[Предложенный отрывок]

А что делать, если появился на свет в роду, где 24 врача? Если ответственность родилась раньше меня, если сам себе контролер? Серьезному человеку отвечать за чужую глупость утомительно.
Ирония – единственное оружие интеллигентного человека. Я всегда заканчивал пятиминутки фразой: «Глупость – это не отсутствие ума, это другой ум». Что это — анархизм? Мне хотелось бы думать, что это просвещенный солипсизм. Впрочем, каждый честный человек внутри должен быть анархистом. Однако в то время у моих коллег ещё елейно менялся голос при разговоре с начальством. Видно, путь к истине лежал через уродство. Что ж, если человека спасает от катастрофы лицедейство — надо играть. Выбора не было. Мы почти полюбили безнадёжность. Как только этот выбор появился, я ушел в свободное плавание, занялся частной практикой. Жизнь расстилалась вокруг необозримым минным полем.
Первое время навещали сомнения. Если я не вращаюсь постоянно в кругу офтальмологической общественности, может быть, не буду поспевать за новинками? Начну деградировать? Журналы по специальности и интернет я просматриваю, хотя и очень критично. Опыт позволяет мне отметать некоторые методики сразу, даже не попробовав. А с другой стороны, кто мешает мне посещать ежемесячные собрания научного общества офтальмологов? Часами слушать доклады о результатах работы глазных отделений? Они неинтересны даже докладчику. Если же и бывают доклады о лечении того или иного заболевания, то кто их делает? Те же «подчиненные». А это, как правило, вчерашние студенты, а ныне клинические ординаторы. За неимением своего опыта, они добросовестно шерстят по этому вопросу литературу и интернет. Сваливают все в одну кучу и этим винегретом потчуют старших коллег.
Мне, проработавшему в офтальмологии 31 год, не нужна эта информация. Из опыта я знаю, что из предложенных в серьезной литературе методик лечения время отфильтрует не более 5% стоящих, действительно удачных. Остальные канут в Лету. Мне нужна информация по поводу информации. Нужен разговор с умными, самостоятельно мыслящими коллегами по поводу их опыта применения новых или хорошо забытых старых методик.
А ведь большинство коллег старательно конспектируют доклад вчерашнего студента. Затем кладут его под стекло рабочего стола и все – он – руководство к действию. Поэтому и лечат детскую близорукость ноотропами, черникой, дырчатыми очками и прочей ерундой, теряя ценное для адекватного лечения время.
Скоро мои опасения развеялись. Я стал понимать, что если ты один, то ответственность перед пациентами только возрастает. В коллективе можно спрятаться за спинами консультантов, можно разделить ответственность. Коллективу не бывает совестно. Он не может разом покраснеть от стыда. В коллективе легче заблуждаться и обманываться. Ведь строили же мы целой страной 70 лет коммунизм. А один стал бы это делать, или возобладал бы всё же крестьянский разум.

[/Предложенный отрывок]
[Выдержки из данных]

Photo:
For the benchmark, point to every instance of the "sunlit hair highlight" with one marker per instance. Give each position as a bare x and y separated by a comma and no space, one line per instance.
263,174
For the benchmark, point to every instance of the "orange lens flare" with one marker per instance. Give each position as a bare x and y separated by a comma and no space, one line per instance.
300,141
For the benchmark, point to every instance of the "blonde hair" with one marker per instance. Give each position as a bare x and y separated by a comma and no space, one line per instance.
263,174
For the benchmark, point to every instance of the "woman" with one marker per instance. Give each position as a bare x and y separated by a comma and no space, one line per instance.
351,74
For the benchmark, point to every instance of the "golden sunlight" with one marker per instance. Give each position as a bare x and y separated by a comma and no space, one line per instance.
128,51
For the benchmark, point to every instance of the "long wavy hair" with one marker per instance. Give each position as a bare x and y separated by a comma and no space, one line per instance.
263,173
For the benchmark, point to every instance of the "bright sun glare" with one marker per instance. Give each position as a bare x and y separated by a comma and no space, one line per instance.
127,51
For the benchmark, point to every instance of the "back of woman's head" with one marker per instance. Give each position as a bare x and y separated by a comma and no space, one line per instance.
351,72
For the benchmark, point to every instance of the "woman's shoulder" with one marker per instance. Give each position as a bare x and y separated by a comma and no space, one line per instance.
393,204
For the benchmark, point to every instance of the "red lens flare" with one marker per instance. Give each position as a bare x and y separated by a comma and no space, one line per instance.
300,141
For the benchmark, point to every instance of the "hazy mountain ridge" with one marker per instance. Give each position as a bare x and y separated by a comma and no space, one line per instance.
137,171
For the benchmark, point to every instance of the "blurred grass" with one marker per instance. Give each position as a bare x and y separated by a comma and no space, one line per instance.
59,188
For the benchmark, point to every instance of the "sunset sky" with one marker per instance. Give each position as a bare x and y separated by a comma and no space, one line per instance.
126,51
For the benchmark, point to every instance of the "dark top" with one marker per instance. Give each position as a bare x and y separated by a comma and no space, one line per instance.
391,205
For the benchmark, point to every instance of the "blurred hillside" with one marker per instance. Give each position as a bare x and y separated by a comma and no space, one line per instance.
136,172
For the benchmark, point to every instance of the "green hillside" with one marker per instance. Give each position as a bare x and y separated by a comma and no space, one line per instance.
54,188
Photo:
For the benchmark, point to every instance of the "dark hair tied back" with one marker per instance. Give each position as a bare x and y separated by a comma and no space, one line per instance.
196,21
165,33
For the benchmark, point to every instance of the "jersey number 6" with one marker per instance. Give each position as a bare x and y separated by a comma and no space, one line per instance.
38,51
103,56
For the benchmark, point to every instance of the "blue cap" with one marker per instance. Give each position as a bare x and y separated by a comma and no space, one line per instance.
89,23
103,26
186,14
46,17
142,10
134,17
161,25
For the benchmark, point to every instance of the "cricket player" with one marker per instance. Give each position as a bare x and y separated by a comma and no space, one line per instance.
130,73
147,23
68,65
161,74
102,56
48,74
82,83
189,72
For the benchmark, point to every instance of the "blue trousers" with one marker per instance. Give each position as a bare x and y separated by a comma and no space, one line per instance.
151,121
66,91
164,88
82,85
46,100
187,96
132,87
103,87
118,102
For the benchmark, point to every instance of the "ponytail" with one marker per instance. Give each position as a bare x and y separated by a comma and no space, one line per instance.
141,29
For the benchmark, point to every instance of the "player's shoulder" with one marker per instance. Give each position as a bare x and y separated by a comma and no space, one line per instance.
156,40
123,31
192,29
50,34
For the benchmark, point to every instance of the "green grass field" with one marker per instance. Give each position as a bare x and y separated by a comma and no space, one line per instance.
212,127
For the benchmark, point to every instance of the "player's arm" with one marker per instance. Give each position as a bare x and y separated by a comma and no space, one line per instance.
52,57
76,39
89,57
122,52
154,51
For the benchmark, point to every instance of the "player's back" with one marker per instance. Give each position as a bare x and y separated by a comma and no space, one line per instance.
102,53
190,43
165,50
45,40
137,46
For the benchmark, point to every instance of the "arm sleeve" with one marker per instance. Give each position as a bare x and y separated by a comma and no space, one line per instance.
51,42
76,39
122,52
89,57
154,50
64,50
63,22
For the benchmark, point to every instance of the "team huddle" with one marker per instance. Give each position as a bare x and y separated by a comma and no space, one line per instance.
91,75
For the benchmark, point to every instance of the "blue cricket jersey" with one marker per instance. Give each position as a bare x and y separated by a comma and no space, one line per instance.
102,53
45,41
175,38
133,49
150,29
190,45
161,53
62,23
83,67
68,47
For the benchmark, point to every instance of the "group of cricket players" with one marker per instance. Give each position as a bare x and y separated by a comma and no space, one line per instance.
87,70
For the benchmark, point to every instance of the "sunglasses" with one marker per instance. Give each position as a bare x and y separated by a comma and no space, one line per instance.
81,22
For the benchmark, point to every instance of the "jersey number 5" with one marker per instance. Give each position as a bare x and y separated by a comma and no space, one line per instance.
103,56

[/Выдержки из данных]

Что сделать:
a) Какими средствами, по словам отрывка, большинство коллег лечат детскую близорукость? Перечислите все названные.
b) Какую долю методик лечения из предложенных в серьезной литературе, согласно отрывку, время отфильтрует как действительно удачные?
Отвечайте, опираясь только на отрывок.

Ответы по пунктам:
a) Ноотропами, черникой и дырчатыми очками.

b) Не более 5%.